Stated problem —
Reproduce each of the following rows line for line, with no changes.

Raw rows —
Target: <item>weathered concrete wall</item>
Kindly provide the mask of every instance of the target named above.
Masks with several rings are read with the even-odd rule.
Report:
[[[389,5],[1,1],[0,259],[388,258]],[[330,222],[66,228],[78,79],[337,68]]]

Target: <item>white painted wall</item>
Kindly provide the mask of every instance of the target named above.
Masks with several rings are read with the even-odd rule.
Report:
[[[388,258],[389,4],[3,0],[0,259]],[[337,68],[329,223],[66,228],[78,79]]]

Task output —
Target: <item>weathered concrete wall</item>
Kindly provide the mask of every instance of the target named above.
Masks with several rings are read with the even-odd rule.
Report:
[[[389,5],[1,1],[0,259],[388,258]],[[330,222],[66,228],[78,79],[337,68]]]

Target: <item>white painted wall</item>
Kindly provide the mask of every instance of the target named above.
Masks with several rings are read with the even-odd rule.
Report:
[[[388,258],[389,4],[3,0],[0,259]],[[337,68],[329,223],[66,228],[78,79]]]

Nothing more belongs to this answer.